EXERCISE: Look through the records and copy every line in which "food" appears.

PROVIDED RECORDS:
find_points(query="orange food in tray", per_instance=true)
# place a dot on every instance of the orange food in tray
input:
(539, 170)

...

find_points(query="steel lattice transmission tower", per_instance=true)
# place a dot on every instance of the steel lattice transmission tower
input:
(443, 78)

==

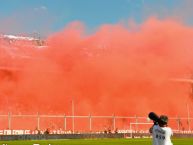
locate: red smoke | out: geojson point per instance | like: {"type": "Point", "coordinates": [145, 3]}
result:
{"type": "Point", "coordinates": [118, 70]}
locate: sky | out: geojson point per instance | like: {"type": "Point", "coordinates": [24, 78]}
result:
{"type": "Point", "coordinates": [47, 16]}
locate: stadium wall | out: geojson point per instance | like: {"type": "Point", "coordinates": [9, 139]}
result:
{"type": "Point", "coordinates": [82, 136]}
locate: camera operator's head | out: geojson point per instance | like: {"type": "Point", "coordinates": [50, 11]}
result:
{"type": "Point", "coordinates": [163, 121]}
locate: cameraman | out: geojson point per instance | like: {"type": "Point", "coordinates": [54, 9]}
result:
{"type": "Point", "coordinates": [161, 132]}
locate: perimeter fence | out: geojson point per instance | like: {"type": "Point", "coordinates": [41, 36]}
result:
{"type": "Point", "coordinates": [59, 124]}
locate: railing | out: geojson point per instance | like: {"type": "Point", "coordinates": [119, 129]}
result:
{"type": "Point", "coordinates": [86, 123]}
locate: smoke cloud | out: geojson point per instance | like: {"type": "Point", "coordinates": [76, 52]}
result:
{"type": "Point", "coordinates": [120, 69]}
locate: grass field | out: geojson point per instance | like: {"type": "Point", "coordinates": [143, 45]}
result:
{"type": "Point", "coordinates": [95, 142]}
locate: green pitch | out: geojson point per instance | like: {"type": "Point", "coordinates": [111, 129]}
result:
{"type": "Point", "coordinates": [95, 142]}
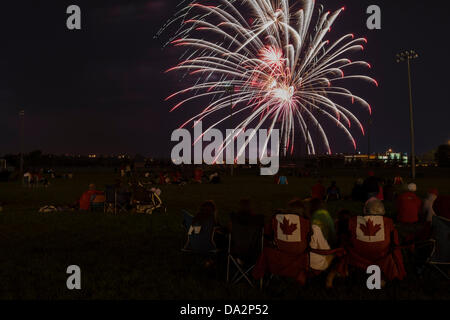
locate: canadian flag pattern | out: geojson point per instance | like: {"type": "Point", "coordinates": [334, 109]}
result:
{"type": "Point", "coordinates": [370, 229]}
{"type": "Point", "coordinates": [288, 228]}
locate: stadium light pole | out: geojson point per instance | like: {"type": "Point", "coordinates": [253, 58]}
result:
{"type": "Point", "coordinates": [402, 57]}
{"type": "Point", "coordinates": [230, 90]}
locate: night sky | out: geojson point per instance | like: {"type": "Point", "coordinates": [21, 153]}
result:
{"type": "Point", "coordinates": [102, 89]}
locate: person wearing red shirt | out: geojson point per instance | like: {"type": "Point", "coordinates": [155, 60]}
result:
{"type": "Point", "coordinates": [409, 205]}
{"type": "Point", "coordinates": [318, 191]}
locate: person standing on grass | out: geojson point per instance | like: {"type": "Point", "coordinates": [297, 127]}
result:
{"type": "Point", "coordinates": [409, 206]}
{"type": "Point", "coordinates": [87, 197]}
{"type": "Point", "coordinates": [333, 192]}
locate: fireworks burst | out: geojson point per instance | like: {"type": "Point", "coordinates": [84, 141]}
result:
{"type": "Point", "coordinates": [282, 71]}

THE COMPLETED TASK:
find_points(query="orange food in tray", per_instance=true)
# place a dot on every instance of the orange food in tray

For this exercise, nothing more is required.